Document passage below:

Cervical cancer is carcinoma that starts in a woman’s cervix. The cervix is the lower, thin opening of the uterus that connects the vagina (or birth canal) to the uterus. Cervical cancer grows slowly over time and usually starts with abnormal changes to the cells on the cervix, known as dysplasia. Removing these abnormal cells can prevent cervical cancer. 99% of cervical cancer is caused by HPV infection. Most women don’t have symptoms until the cervical cancer has progressed.
What causes Cervical Cancer?
Cervical cancer is almost always caused by the human papillomavirus (HPV), which is so common that most people are infected at some point in their lives. There usually aren’t any symptoms and the infection typically resolves on its own without treatment.
Some types of HPV cause genital warts, but no cervical changes or precancerous conditions, while other types cause cervical changes, which, over time, can lead to cervical cancer. Persistent infection with high risk HPV is the leading cause of cervical cancer. HPV is passed through genital or skin-to-skin contact most often during vaginal or anal sex.
Why is Cervical Cancer Screening required?
- Cervical cancer screening is used to find changes in the cells of the cervix that could lead to cancer. The cervix is the opening to the uterus and is located at the top of the vagina.

End of Document passage.
Dataset excerpts below:

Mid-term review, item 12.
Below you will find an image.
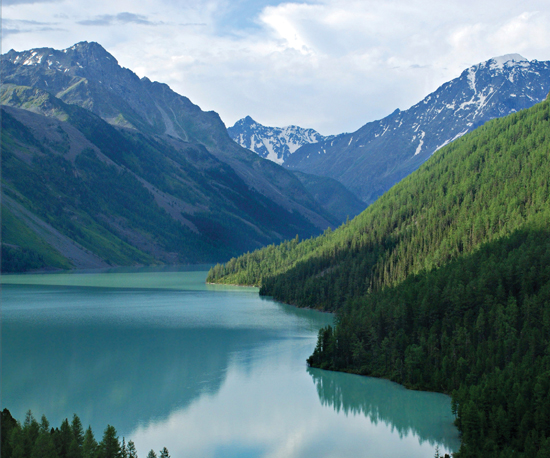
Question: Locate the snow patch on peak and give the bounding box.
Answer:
[488,54,529,70]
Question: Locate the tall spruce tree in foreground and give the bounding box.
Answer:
[0,409,170,458]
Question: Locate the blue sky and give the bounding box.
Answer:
[2,0,550,135]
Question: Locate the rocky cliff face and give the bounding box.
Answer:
[227,116,332,164]
[284,54,550,203]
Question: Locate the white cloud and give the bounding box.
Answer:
[3,0,550,134]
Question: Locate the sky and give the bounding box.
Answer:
[2,0,550,135]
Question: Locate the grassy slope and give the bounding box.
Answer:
[210,95,550,458]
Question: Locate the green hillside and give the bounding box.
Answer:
[209,101,550,458]
[0,85,326,271]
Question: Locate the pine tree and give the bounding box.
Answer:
[128,441,138,458]
[82,426,98,458]
[99,425,122,458]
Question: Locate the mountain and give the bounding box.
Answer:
[284,54,550,204]
[293,170,367,222]
[208,95,550,458]
[227,116,332,164]
[0,42,339,270]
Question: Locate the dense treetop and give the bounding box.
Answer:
[209,100,550,458]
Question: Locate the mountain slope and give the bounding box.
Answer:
[1,42,338,240]
[209,94,550,458]
[227,116,332,164]
[0,43,344,270]
[284,54,550,203]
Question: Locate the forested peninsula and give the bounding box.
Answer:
[0,409,170,458]
[207,95,550,458]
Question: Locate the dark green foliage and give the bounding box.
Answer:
[0,409,18,458]
[82,426,97,458]
[98,425,122,458]
[210,101,550,458]
[1,409,166,458]
[208,102,550,310]
[2,96,330,272]
[128,441,137,458]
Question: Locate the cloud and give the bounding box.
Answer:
[77,13,157,26]
[2,0,63,7]
[2,19,63,39]
[3,0,550,134]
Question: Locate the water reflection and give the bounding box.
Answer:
[307,368,460,450]
[2,324,275,434]
[1,270,458,458]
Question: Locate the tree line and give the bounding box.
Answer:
[0,408,170,458]
[209,95,550,458]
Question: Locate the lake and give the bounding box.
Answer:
[2,266,460,458]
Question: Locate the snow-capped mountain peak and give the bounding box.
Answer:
[284,54,550,203]
[227,116,332,164]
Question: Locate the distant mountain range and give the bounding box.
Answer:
[228,54,550,204]
[284,54,550,204]
[0,42,349,270]
[227,116,332,164]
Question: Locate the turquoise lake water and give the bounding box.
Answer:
[2,266,459,458]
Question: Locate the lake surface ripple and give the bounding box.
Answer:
[2,266,460,458]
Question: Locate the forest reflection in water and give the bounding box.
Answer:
[2,270,458,458]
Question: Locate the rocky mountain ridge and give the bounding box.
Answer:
[0,42,350,267]
[227,116,332,164]
[284,54,550,203]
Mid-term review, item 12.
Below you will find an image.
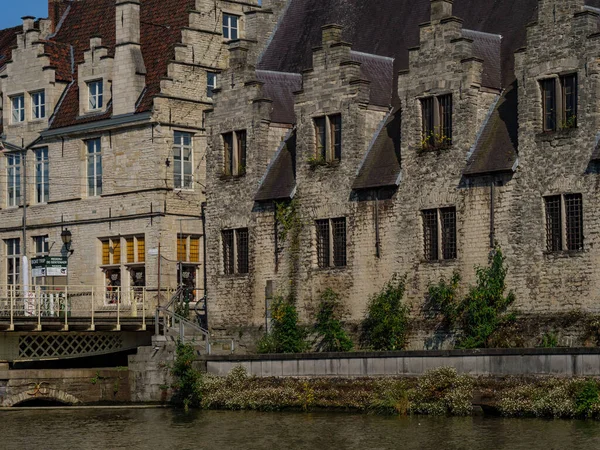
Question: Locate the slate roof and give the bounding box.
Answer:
[254,129,296,202]
[352,108,402,190]
[256,70,302,124]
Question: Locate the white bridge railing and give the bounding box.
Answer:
[0,285,163,330]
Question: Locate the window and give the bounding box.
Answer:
[125,236,146,264]
[34,147,50,203]
[33,235,50,257]
[4,238,21,285]
[6,154,21,206]
[173,131,194,189]
[10,94,25,123]
[206,72,217,98]
[86,138,102,197]
[540,74,577,132]
[544,194,583,252]
[315,217,347,269]
[314,114,342,162]
[223,130,247,177]
[223,14,239,40]
[421,208,457,261]
[221,228,250,275]
[31,91,46,120]
[88,80,104,111]
[421,94,452,149]
[177,235,201,263]
[102,238,121,266]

End of Dataset excerpts.

#### Activities
A. In the cervical cancer text, what share of cervical cancer is caused by HPV infection?
B. Repeat the cervical cancer text from "Some types of" up to and including "of the vagina.".
C. Go on with the cervical cancer text from where it stops.

#### Responses in order
A. 99%

B.
Some types of HPV cause genital warts, but no cervical changes or precancerous conditions, while other types cause cervical changes, which, over time, can lead to cervical cancer. Persistent infection with high risk HPV is the leading cause of cervical cancer. HPV is passed through genital or skin-to-skin contact most often during vaginal or anal sex.
Why is Cervical Cancer Screening required?
- Cervical cancer screening is used to find changes in the cells of the cervix that could lead to cancer. The cervix is the opening to the uterus and is located at the top of the vagina.

C.
- Screening includes cervical cytology (also called the Pap test or Pap smear) and, for some women, testing for human papillomavirus (HPV).
- Screening for cervical cancer is very effective and has greatly reduced the number of cervical cancer deaths.
- Most women who develop cervical cancer have not been screened at all, have not been screened recently or did not have a proper follow-up after receiving abnormal test results.
- Making sure women are adequately screened and, if necessary, treated is critical to reducing deaths from cervical cancer. Cervical cancer is almost always caused by a virus called human papillomavirus (HPV).
- HPV is passed from one person to another during sex. There are many different types of HPV, including some types (known as high-risk HPV) that can cause cancer. Most HPV infections resolve on their own, but some persist and can lead to cervical cancer.